-- Data supplied follows --

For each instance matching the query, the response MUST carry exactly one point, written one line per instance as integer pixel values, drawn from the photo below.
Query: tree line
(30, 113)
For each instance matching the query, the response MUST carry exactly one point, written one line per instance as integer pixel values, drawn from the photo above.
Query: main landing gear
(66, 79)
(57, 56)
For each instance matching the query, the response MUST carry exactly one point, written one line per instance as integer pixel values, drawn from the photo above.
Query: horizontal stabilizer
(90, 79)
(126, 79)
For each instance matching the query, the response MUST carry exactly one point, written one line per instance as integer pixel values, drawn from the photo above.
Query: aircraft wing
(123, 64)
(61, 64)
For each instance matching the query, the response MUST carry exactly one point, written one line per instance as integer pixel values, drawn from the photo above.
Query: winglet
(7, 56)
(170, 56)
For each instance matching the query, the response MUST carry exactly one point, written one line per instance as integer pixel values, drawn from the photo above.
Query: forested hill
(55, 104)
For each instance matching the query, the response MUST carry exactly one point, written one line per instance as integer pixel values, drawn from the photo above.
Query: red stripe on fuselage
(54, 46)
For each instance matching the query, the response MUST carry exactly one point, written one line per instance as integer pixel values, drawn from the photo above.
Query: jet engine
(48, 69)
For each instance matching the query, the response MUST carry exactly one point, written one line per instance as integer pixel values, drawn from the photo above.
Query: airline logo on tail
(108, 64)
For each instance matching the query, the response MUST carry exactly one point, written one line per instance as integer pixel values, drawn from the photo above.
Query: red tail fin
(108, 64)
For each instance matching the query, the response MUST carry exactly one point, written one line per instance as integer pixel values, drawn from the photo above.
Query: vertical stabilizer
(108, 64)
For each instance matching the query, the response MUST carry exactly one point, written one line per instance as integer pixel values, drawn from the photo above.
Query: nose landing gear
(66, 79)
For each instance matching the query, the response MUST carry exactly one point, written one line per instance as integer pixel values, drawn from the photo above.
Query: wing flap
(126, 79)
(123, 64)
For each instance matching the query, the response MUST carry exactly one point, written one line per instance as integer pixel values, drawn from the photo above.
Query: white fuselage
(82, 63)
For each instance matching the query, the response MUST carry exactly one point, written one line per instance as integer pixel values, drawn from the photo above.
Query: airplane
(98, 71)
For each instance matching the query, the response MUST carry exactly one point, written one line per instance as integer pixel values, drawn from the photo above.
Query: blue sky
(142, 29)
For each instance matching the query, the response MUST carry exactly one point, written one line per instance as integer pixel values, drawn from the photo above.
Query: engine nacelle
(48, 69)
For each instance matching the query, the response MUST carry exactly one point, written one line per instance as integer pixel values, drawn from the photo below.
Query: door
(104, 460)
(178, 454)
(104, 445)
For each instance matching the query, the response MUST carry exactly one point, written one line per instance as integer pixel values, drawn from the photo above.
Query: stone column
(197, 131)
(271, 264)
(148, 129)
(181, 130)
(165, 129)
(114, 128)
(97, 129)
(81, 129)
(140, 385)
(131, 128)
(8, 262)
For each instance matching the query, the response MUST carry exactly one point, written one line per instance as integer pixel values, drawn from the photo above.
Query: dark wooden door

-- Data supplied concluded --

> **Task item**:
Take the lines above and retype all of them exactly.

> **Answer**:
For each instance matching the query, the response MUST carry exactly one point, written one line per instance as integer pixel values, drawn from the photo below.
Query: tree line
(30, 113)
For each instance matching the query, the response MUST carry exactly one point, written one line per instance as integer pixel values, drawn from the photo above.
Query: main landing gear
(66, 79)
(57, 56)
For each instance matching the query, the response MUST carry exactly one point, written one line per instance as integer pixel values, drawn from the photo above.
Query: horizontal stabilizer
(90, 79)
(126, 79)
For each instance matching the query, the response MUST carry exactly one point, written one line per instance as integer pixel values, drawn from the photo above.
Query: aircraft wing
(123, 64)
(61, 64)
For each instance matching the query, the response MUST carry exactly one point, written one line per instance as integer pixel values, drawn from the photo above.
Query: winglet
(7, 56)
(170, 56)
For each instance matching the query, the response MUST carry exactly one point, written one line per instance as integer pixel values, drawn from the photo above.
Query: forested hill
(55, 104)
For each instance matching the query, the response MUST carry exactly one point, written one line per instance as integer pixel values, drawn from the photo above.
Query: red stripe on fuselage
(54, 46)
For each instance matching the query, the response MUST carry exactly one point, written one line per instance as integer pixel values, drawn from the photo above.
Query: jet engine
(48, 69)
For each instance matching the query, the response MUST carry exactly one point, written one line per instance as integer pixel values, drawn from the photo above.
Query: airline logo on tail
(108, 64)
For each instance matching the query, the response MUST carry exactly one point, written one line per instance as integer pixel values, drawn from the photo above.
Query: red tail fin
(108, 64)
For each instance matching the query, the response MUST carry exactly one point, written one line per instance as integer pixel values, drawn from the photo above.
Query: vertical stabilizer
(108, 64)
For each instance matching the query, the response MUST carry exactly one point, written one line per instance as integer pixel values, drawn from the photo above.
Query: nose landing gear
(66, 79)
For each instance matching the query, the response MUST carry exactly one point, written one line per instance as integer pixel values, drawn from the photo above.
Query: wing flap
(126, 79)
(123, 64)
For each instance matching the query, the response MUST carry exactly one point, written one line per instance as integer pixel values, drawn from the photo above.
Query: white fuselage
(82, 63)
For each instance matching the query, the response MUST carry exactly one point, written one line per instance as integer pixel values, drawn from the photo above.
Query: airplane
(98, 71)
For each instance matching the query, the response MUST carry exactly one point, written one line per instance as integer pixel values, drawn from the photo above.
Query: blue sky
(142, 29)
For each instance matching the query, the response MUST carry exactly one point, written one line per instance as integer pixel values, drawn from the photo above.
Query: engine nacelle
(48, 69)
For each instance matching the query, the response MUST carry exactly one point, written one line per instance as integer pixel values, drawn from the photo below.
Query: door
(104, 460)
(178, 454)
(104, 445)
For each instance matching the query, the response MUST carry exactly one point, written one line per instance as integer pixel values, drawn from the photo above.
Query: stone column
(197, 131)
(271, 264)
(148, 129)
(181, 130)
(165, 129)
(114, 128)
(97, 129)
(81, 129)
(140, 385)
(131, 128)
(8, 262)
For each instance matching the query, the response MUST carry exactly one point, written one line per instance as integer pixel values, drawn from the photo above.
Query: dark wooden door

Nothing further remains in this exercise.